WHAT TO DO: For each line below that includes the string "neck", show the whole line.
──────────
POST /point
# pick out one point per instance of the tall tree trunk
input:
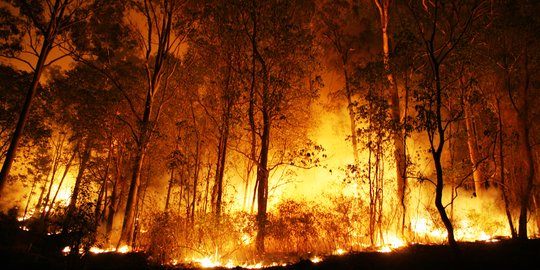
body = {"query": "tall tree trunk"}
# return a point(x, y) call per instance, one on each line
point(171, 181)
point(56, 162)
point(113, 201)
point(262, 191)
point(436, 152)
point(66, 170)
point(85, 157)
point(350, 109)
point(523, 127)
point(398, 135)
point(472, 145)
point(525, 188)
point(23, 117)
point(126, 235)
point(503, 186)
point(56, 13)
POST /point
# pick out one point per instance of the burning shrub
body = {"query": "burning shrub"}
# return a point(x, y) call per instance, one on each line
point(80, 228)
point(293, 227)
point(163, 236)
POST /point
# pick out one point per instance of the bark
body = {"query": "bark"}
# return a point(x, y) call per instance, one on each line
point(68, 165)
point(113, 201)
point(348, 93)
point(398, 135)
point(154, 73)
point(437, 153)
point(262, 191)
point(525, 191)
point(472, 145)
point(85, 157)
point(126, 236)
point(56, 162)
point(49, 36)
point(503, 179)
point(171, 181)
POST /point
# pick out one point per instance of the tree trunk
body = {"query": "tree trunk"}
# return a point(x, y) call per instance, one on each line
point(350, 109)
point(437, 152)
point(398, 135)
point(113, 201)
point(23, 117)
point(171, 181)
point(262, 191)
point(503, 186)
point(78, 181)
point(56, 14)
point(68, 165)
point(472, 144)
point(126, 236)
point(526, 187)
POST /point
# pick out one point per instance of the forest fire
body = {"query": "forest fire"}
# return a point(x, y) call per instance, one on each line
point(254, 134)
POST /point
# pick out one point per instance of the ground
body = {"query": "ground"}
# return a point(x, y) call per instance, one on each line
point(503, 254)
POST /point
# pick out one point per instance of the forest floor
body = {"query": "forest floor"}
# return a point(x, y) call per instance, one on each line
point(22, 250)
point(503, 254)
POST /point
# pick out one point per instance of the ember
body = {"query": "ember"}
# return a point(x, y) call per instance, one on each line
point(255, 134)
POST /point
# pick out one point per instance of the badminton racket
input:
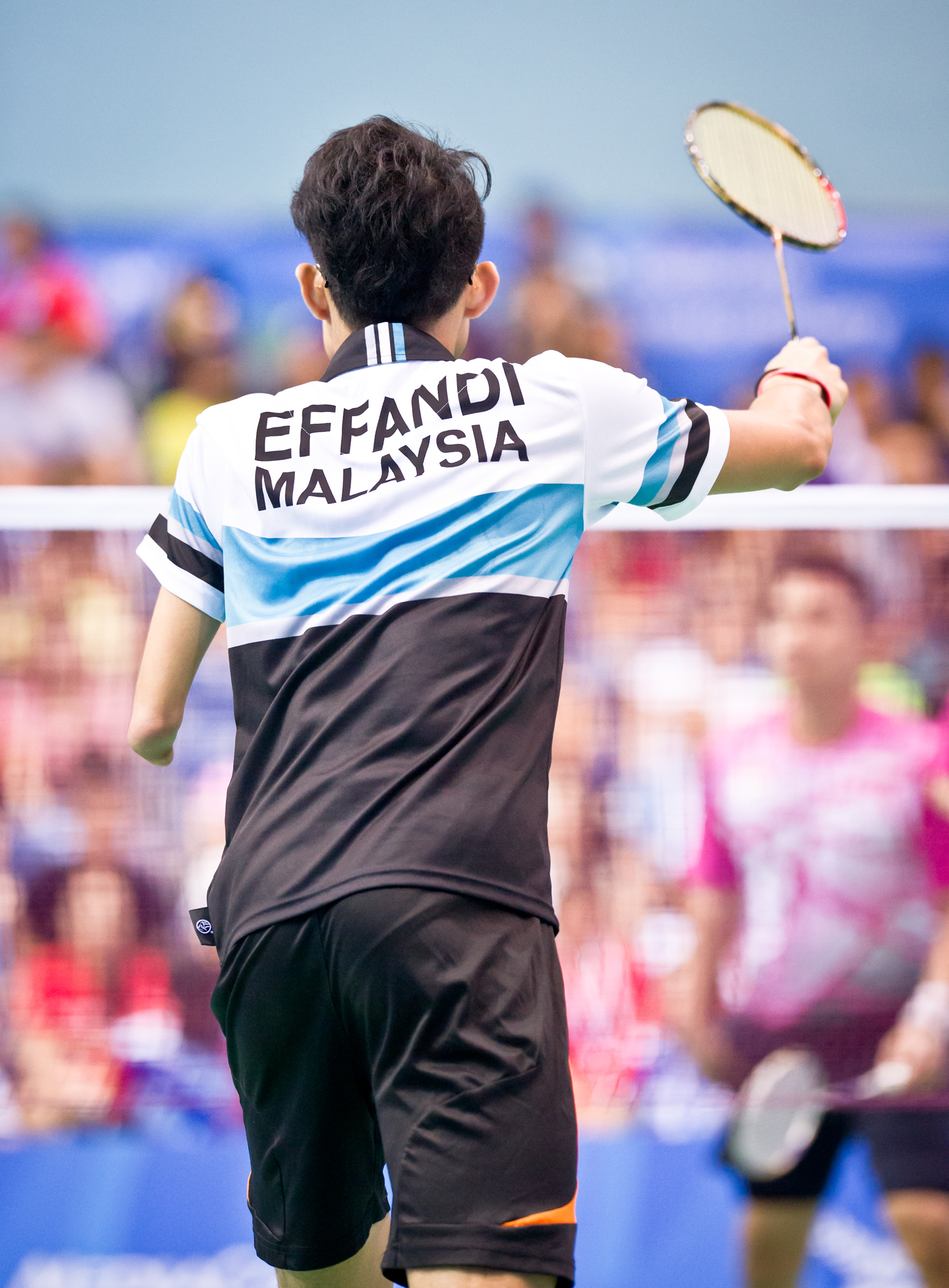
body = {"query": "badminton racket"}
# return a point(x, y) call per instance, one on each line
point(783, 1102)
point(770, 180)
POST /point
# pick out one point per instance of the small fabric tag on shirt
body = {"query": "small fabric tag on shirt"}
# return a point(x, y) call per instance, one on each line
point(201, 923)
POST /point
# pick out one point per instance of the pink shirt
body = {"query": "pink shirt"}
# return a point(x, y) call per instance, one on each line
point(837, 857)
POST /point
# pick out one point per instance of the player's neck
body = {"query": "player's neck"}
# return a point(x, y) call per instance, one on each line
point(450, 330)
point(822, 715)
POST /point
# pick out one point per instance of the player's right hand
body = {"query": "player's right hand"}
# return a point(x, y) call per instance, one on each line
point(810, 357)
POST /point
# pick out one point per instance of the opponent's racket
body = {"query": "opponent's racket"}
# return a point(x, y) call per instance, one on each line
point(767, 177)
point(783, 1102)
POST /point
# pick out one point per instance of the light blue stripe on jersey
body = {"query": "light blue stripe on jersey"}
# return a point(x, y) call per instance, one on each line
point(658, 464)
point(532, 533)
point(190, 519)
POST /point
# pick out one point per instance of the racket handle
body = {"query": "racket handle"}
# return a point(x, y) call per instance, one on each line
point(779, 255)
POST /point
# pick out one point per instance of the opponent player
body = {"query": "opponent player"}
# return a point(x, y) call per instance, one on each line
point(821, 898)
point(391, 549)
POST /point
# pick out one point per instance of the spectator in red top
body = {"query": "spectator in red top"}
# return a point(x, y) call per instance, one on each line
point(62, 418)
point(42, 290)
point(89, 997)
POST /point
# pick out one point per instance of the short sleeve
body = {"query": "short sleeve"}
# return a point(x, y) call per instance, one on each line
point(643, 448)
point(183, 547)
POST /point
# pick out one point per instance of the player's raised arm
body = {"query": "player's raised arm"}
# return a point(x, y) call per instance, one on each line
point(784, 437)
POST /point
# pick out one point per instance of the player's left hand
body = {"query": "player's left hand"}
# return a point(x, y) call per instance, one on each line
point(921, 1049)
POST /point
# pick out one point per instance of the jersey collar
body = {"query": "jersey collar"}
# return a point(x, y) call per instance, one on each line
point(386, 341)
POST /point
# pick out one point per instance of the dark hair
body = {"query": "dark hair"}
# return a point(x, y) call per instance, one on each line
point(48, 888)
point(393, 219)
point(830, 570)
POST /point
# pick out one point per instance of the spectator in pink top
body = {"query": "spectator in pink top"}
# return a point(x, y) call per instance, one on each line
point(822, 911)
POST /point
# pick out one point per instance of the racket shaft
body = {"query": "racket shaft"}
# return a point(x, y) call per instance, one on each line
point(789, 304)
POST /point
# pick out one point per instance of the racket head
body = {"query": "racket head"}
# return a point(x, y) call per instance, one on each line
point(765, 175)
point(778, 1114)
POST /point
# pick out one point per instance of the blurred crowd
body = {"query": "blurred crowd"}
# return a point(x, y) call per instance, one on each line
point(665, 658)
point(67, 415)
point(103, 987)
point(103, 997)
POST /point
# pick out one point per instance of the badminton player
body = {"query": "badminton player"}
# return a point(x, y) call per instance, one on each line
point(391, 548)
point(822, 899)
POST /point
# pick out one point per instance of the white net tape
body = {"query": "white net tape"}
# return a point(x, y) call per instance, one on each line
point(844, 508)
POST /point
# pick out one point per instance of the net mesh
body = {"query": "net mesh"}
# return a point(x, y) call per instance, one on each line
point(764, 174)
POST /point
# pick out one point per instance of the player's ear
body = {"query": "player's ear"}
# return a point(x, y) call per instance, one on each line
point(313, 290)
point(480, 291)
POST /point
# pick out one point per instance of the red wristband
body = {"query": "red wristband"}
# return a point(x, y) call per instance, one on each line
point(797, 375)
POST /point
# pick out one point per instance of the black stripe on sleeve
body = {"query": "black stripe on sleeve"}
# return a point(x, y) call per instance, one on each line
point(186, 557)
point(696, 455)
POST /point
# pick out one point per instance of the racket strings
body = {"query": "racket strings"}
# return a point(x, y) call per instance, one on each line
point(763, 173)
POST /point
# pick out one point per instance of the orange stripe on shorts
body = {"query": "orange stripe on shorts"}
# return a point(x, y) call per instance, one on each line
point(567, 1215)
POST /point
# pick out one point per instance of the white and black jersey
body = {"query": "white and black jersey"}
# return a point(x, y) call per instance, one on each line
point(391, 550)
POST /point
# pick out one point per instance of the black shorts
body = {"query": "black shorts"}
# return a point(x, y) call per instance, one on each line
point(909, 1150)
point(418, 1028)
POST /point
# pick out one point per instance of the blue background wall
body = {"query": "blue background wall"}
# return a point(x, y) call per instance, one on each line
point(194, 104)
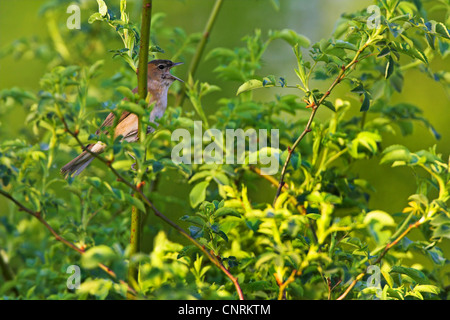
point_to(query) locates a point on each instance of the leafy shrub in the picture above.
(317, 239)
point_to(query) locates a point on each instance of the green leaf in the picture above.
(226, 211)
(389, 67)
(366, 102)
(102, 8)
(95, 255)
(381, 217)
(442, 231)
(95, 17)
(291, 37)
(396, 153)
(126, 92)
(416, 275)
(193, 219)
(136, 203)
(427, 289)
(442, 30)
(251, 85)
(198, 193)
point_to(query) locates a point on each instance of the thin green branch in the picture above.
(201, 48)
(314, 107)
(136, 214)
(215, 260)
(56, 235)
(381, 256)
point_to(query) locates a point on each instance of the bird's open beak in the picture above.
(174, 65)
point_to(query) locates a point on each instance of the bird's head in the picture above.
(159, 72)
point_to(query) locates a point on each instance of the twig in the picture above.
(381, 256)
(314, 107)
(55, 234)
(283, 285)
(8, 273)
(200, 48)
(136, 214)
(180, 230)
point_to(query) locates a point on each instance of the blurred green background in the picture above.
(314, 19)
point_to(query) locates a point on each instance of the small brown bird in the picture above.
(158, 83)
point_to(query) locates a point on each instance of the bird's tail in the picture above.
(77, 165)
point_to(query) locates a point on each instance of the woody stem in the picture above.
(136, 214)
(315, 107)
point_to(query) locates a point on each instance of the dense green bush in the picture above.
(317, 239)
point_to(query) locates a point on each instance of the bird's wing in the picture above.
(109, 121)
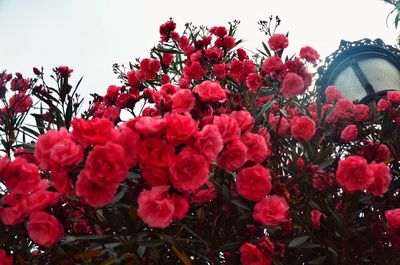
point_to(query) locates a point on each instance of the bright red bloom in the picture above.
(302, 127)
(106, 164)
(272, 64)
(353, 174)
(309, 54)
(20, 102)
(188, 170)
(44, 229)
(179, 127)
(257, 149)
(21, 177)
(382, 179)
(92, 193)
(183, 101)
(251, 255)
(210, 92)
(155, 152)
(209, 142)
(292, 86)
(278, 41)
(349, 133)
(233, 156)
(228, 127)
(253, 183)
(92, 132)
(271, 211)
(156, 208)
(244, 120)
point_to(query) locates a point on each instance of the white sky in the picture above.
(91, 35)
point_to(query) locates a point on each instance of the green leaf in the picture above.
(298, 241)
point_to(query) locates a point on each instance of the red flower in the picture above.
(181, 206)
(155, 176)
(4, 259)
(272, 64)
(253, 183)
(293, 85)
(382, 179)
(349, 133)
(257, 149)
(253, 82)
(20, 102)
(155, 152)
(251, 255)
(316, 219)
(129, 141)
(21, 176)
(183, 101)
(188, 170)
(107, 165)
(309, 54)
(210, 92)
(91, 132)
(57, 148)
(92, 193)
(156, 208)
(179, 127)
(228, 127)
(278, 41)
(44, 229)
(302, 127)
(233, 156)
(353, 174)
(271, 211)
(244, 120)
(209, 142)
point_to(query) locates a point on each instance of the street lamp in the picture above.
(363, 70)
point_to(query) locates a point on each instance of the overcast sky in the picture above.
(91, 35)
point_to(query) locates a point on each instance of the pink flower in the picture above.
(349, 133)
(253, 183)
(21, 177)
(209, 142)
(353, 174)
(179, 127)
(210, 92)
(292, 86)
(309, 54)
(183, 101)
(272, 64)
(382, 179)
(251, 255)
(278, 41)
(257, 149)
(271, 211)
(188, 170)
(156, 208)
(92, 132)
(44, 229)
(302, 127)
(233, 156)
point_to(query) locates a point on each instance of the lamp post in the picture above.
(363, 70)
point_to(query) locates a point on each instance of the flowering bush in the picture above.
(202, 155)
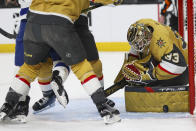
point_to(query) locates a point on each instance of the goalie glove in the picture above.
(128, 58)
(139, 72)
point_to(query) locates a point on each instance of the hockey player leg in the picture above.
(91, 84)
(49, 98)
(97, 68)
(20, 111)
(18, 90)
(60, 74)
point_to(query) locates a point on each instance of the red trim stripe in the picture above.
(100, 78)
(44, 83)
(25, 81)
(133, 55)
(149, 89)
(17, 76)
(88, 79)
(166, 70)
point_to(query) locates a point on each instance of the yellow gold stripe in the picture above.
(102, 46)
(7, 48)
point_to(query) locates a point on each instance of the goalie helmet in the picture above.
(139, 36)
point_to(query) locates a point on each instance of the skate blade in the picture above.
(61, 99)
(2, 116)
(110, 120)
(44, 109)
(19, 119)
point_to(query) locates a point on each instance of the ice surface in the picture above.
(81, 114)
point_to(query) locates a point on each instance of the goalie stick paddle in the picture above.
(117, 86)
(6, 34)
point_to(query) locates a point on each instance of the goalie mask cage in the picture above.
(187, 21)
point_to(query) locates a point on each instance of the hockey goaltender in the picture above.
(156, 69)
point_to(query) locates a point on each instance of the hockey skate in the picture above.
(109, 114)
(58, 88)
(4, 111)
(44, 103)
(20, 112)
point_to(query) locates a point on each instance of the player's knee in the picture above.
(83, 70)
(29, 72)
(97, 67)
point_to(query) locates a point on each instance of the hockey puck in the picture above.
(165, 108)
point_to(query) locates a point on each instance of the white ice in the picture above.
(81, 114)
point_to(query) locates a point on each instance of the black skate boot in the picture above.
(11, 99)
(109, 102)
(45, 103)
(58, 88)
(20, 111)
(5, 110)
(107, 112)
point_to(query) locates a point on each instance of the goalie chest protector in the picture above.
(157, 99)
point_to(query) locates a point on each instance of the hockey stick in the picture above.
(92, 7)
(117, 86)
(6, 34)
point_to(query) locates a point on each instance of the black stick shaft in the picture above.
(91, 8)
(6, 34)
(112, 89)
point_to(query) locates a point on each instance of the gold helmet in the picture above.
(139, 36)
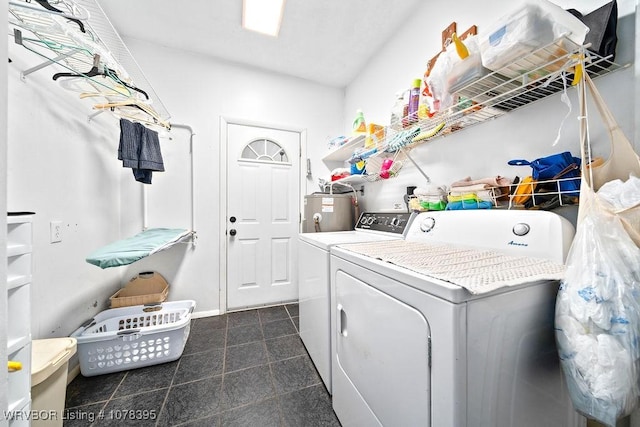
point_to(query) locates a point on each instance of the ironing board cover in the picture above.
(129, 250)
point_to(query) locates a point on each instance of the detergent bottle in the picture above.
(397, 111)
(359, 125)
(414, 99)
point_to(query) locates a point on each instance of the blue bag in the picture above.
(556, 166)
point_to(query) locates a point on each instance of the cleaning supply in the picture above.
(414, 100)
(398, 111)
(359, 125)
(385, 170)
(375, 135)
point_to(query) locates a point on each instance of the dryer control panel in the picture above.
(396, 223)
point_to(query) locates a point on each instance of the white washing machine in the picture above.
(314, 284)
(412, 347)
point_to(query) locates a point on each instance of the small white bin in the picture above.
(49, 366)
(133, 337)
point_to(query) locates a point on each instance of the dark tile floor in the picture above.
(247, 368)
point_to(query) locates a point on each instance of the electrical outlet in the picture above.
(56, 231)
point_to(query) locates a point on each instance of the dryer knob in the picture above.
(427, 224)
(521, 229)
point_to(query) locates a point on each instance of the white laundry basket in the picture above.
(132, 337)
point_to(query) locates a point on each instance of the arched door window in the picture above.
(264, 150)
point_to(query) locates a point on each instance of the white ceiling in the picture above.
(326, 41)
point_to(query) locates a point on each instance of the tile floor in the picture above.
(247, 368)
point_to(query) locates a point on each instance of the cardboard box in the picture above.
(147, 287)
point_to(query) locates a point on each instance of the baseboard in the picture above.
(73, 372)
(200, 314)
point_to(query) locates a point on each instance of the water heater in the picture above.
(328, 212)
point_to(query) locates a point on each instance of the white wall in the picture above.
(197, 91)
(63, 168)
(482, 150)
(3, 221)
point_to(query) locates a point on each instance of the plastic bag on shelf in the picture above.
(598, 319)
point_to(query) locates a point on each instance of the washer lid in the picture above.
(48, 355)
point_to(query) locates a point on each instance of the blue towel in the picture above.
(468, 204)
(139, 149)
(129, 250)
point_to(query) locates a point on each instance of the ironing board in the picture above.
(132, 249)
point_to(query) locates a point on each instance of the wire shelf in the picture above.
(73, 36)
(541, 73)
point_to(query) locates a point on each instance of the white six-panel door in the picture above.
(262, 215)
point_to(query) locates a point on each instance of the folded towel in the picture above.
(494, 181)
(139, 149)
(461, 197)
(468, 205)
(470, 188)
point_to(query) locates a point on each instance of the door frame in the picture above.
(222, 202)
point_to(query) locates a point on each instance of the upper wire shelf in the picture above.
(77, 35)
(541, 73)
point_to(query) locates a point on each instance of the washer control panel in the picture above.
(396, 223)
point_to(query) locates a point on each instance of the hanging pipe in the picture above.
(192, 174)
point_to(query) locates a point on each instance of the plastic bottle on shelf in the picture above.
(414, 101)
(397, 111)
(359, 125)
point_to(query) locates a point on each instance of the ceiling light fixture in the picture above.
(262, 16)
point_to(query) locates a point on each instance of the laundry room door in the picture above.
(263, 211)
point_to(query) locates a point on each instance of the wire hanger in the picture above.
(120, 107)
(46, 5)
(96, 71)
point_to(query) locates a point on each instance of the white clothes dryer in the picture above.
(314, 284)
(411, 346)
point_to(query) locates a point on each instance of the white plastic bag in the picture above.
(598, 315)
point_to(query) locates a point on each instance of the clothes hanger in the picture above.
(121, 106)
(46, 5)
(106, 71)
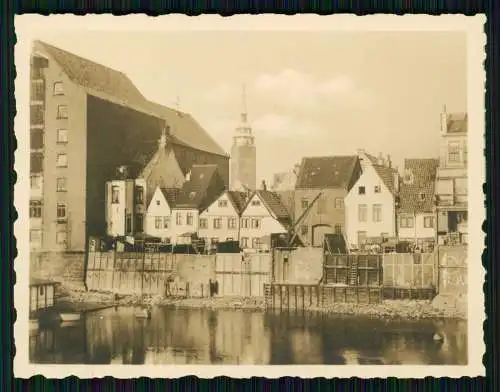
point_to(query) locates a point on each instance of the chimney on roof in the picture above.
──────────
SOLUTION TO THIS PROBLEM:
# pick out one point per instance of the player's neck
body = {"query": "player's neck"}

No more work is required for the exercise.